▸ **ACTION ITEM**: There is a line containing "dome for player-tracking calibration." in the entries below. Repeat that line and every line after it exactly, and nothing more.

BEGIN GIVEN INFORMATION

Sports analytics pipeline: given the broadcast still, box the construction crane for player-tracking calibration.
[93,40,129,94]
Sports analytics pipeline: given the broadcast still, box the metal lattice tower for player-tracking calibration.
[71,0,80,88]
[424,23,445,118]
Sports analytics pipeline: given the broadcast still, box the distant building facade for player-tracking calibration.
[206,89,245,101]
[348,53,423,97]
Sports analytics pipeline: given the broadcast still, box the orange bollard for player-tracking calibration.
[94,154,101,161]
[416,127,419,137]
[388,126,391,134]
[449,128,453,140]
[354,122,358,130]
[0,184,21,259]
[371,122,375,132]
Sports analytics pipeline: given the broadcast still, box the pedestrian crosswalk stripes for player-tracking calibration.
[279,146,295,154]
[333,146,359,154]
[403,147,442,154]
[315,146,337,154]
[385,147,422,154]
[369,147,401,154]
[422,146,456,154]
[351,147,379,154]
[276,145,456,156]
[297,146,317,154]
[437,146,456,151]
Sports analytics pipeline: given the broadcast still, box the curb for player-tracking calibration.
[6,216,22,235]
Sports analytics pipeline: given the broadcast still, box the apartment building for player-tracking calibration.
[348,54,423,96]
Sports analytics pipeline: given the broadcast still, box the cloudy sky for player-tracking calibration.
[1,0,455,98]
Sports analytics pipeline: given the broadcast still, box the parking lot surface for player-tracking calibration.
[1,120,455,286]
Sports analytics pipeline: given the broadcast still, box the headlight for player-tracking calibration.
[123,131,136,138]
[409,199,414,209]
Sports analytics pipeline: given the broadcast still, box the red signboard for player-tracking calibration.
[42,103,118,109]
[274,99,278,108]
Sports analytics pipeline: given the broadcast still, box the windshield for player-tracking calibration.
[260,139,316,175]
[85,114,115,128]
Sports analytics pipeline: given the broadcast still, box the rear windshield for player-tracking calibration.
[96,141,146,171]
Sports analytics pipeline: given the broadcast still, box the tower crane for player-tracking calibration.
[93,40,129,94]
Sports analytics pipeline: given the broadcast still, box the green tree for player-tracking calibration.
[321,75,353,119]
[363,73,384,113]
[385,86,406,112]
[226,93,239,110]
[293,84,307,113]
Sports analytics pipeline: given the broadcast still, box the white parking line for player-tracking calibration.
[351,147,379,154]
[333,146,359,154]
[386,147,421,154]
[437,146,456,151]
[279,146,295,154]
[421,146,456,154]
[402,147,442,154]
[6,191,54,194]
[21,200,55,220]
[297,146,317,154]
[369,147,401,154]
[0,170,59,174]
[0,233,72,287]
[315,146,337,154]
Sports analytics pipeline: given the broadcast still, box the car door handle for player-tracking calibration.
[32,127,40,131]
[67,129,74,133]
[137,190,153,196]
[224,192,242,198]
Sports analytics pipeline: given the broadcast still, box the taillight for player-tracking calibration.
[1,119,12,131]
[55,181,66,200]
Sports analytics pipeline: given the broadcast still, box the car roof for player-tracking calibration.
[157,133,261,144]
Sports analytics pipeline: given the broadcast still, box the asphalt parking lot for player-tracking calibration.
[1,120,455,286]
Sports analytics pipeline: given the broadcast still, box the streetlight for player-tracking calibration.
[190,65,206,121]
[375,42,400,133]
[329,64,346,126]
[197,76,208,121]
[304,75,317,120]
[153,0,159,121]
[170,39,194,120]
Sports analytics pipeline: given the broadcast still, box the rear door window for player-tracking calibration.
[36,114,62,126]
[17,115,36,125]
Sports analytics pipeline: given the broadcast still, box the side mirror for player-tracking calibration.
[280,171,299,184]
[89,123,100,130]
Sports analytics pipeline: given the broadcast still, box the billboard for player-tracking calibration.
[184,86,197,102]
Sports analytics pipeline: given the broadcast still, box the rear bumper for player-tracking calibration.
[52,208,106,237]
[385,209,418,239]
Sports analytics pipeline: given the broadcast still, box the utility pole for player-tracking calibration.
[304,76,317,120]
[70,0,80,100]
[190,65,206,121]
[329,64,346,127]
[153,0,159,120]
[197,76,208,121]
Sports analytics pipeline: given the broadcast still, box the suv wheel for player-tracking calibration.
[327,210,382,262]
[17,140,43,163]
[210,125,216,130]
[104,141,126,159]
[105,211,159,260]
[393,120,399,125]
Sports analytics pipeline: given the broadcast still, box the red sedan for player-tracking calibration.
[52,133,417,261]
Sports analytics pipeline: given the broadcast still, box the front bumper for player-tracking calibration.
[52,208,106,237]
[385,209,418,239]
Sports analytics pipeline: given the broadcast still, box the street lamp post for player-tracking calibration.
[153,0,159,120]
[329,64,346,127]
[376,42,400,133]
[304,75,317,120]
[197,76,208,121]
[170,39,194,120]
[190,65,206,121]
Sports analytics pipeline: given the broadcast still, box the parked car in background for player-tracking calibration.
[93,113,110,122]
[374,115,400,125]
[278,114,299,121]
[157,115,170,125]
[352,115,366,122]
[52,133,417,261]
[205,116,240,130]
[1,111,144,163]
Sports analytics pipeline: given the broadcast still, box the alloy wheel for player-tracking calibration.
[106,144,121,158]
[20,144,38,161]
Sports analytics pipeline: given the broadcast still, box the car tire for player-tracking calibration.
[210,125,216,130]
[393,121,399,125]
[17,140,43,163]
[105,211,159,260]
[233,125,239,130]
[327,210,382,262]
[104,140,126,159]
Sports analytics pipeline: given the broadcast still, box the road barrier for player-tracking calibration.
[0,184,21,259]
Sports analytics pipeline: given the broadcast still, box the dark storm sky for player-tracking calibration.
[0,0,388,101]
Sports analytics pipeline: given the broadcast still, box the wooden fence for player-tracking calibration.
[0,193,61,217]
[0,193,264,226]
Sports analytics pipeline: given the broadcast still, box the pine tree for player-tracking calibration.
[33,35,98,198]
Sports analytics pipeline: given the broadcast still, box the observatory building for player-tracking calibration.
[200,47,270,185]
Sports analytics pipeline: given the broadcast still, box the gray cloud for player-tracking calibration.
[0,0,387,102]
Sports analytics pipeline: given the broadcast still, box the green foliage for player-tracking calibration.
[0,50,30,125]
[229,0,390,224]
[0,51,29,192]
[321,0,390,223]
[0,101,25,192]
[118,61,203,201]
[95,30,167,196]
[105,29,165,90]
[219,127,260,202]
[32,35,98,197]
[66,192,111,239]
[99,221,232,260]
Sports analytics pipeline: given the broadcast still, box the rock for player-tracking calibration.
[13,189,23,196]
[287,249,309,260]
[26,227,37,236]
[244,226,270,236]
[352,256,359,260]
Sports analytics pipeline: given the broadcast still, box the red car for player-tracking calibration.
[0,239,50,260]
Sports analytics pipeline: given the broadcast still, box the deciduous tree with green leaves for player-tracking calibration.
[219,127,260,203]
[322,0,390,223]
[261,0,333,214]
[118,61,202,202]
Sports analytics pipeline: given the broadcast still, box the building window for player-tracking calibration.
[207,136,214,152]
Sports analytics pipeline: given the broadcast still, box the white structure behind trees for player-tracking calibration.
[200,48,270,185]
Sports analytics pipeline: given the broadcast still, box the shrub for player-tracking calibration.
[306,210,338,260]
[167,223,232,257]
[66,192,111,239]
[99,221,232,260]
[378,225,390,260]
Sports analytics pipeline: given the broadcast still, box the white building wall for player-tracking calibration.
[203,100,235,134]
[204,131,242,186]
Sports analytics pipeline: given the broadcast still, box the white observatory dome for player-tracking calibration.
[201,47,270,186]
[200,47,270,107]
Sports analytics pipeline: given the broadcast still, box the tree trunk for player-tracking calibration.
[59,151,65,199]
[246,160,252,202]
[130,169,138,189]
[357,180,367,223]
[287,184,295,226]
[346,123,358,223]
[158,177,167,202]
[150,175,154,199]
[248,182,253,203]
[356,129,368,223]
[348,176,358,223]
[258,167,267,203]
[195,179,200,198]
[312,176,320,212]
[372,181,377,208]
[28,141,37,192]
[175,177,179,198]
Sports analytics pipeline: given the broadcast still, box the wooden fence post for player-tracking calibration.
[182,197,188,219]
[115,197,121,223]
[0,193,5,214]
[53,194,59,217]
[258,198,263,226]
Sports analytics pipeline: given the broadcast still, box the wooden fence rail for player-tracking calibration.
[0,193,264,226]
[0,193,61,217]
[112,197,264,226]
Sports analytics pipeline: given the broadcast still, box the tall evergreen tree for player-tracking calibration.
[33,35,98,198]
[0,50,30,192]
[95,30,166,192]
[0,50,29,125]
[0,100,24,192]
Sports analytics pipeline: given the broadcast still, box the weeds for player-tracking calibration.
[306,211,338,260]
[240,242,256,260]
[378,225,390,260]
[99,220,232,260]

END GIVEN INFORMATION

▸ **TASK ANSWER**:
Sports analytics pipeline: given the broadcast still, box the white observatory dome for player-tracking calibration.
[201,47,270,186]
[200,47,270,107]
Sports analytics pipeline: given the broadcast still, box the tree trunk for player-tracking calibration.
[59,151,65,199]
[246,160,252,202]
[130,169,138,189]
[357,180,367,223]
[287,184,295,226]
[346,123,358,223]
[158,177,167,202]
[150,175,154,199]
[248,182,253,203]
[356,129,368,223]
[348,176,358,223]
[258,167,267,203]
[195,179,200,198]
[312,176,320,212]
[372,181,377,208]
[28,141,37,192]
[175,177,179,198]
Sports analytics pipeline: given the broadcast still, box the wooden fence post for player-tracking calibration.
[182,197,188,219]
[115,197,121,223]
[0,193,5,214]
[53,194,59,217]
[258,198,263,226]
Sports analytics pipeline: given the broadcast still, box the wooden fence rail for player-tracking calibration.
[0,193,264,226]
[0,193,61,217]
[112,197,264,226]
Sports analytics pipeline: given the broadcast still, box the tall evergreen tree for player-tracking calibration.
[33,35,98,198]
[0,50,30,192]
[95,30,166,192]
[0,50,29,125]
[0,100,24,192]
Sports analytics pipeline: given the broadcast still, box the weeds for player-tracking calibration.
[306,211,338,260]
[240,242,256,260]
[378,225,390,260]
[99,220,232,260]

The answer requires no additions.